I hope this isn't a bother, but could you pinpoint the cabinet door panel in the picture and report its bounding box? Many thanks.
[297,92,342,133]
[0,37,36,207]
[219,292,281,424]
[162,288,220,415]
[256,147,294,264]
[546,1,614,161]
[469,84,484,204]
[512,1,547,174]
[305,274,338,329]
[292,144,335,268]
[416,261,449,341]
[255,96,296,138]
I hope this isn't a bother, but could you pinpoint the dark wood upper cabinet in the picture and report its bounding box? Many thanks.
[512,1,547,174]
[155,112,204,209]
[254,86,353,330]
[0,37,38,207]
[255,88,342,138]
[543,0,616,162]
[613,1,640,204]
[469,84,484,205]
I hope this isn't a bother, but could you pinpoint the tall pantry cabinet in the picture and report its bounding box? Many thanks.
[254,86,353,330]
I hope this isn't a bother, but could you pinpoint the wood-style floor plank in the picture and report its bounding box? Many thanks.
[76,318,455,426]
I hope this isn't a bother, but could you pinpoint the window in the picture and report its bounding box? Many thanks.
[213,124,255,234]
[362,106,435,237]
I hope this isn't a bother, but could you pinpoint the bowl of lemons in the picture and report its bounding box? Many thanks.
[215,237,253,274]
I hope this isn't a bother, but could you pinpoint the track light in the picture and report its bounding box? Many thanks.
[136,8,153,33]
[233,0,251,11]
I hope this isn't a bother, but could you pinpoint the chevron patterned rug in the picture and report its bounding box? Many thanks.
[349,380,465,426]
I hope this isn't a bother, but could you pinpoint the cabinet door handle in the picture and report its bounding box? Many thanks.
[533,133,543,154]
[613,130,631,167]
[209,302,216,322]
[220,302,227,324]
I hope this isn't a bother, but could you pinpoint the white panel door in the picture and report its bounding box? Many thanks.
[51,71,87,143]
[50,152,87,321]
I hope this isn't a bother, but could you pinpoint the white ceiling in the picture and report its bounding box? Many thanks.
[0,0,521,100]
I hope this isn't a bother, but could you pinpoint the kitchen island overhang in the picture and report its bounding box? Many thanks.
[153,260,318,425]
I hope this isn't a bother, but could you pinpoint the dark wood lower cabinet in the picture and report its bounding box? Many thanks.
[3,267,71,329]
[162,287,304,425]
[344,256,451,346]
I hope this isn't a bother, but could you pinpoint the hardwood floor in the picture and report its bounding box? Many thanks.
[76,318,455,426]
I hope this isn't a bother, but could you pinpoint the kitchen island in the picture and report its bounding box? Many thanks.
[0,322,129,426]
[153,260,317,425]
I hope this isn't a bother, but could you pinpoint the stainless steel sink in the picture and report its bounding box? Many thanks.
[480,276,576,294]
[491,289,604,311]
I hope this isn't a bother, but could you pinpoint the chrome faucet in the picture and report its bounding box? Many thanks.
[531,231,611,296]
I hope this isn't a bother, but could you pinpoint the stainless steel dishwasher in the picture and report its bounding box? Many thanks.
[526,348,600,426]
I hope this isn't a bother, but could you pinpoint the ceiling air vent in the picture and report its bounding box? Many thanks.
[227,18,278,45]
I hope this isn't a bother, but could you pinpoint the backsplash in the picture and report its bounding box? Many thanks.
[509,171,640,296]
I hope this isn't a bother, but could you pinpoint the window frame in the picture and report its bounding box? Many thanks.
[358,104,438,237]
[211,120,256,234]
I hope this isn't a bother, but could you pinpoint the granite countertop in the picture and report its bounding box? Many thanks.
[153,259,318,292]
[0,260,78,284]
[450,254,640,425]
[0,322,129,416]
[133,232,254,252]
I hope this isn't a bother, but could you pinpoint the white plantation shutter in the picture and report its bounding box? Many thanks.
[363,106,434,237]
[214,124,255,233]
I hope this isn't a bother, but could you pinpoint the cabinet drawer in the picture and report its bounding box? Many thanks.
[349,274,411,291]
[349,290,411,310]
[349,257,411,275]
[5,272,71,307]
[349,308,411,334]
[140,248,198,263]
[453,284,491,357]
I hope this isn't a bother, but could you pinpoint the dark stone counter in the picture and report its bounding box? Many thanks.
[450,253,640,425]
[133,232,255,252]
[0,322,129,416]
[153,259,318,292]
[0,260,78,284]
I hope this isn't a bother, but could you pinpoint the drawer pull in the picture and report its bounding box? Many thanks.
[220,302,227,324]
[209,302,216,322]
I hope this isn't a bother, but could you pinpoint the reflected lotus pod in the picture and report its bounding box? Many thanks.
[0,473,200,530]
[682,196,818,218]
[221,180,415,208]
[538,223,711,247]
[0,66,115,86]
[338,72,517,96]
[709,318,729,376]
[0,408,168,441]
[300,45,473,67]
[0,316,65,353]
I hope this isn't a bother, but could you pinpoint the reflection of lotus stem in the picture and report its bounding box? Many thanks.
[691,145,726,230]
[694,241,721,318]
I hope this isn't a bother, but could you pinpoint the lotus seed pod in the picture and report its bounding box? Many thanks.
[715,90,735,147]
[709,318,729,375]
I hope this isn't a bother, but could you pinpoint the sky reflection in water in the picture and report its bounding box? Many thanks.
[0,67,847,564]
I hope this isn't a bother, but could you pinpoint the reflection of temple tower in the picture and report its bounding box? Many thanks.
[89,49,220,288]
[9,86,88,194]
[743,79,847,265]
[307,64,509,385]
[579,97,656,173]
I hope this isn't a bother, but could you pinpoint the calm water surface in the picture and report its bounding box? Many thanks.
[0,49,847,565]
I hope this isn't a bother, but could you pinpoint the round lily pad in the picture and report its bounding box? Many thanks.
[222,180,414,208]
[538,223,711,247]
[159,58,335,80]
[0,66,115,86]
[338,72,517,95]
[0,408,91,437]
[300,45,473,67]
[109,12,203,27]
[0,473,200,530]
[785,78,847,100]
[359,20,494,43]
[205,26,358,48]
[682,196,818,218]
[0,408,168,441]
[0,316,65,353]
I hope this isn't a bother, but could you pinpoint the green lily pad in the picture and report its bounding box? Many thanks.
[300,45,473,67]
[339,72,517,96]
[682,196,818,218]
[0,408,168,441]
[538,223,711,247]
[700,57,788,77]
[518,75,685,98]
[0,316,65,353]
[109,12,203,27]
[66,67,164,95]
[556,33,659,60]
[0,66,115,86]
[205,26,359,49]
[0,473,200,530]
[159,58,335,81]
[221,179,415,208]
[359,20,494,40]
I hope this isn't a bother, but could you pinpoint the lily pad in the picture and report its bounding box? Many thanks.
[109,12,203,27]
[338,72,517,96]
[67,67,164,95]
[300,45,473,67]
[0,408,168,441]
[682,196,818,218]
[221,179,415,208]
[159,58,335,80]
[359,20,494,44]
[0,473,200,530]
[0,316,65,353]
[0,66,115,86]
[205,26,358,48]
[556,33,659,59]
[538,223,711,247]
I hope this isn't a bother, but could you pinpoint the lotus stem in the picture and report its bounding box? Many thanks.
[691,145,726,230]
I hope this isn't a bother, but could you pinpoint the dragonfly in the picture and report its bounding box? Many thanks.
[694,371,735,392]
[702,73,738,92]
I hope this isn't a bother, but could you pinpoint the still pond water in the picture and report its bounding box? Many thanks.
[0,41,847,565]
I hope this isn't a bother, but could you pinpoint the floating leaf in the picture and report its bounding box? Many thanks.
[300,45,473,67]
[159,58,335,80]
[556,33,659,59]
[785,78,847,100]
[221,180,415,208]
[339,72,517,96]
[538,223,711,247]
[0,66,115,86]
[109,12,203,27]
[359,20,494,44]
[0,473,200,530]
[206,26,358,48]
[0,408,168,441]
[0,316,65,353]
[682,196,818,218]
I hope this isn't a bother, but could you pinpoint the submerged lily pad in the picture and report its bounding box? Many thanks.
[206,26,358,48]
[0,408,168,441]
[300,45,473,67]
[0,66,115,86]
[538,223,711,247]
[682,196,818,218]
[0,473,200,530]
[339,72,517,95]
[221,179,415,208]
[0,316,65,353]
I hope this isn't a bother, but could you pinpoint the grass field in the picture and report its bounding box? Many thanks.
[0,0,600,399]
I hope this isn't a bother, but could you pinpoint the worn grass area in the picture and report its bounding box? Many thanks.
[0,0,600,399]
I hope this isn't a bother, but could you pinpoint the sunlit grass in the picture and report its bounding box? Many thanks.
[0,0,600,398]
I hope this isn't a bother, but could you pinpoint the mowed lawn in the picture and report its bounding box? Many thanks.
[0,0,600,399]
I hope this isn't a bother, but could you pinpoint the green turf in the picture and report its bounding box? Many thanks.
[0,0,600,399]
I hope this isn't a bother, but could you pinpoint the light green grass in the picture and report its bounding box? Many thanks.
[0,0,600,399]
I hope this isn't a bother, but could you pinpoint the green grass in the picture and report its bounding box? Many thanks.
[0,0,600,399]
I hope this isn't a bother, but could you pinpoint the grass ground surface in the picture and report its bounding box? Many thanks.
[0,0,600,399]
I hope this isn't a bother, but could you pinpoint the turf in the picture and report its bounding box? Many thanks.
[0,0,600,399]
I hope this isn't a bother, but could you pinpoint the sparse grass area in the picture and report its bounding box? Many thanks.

§ **GOAL OF THE EXERCISE**
Reproduce word for word the lines of the listing above, starting with the line that contains "pinpoint the sky" and going on through the line that contains "[0,49,847,565]".

§ **COMPLETED TASK**
I hope this isn't a bother, but could you pinpoint the sky reflection in water in the picture and report its bounding box? Many thanks.
[0,67,847,564]
I hope this isn't a bother, but could you pinpoint the reflection of temple tower in the picture and report its bounding box? Many thanks.
[89,49,220,288]
[9,86,88,194]
[743,79,847,265]
[307,64,509,385]
[579,97,656,173]
I hope this isn't a bother, but could you pinpoint the calm water surface in the picture and report its bounding box? Many thanks.
[0,49,847,565]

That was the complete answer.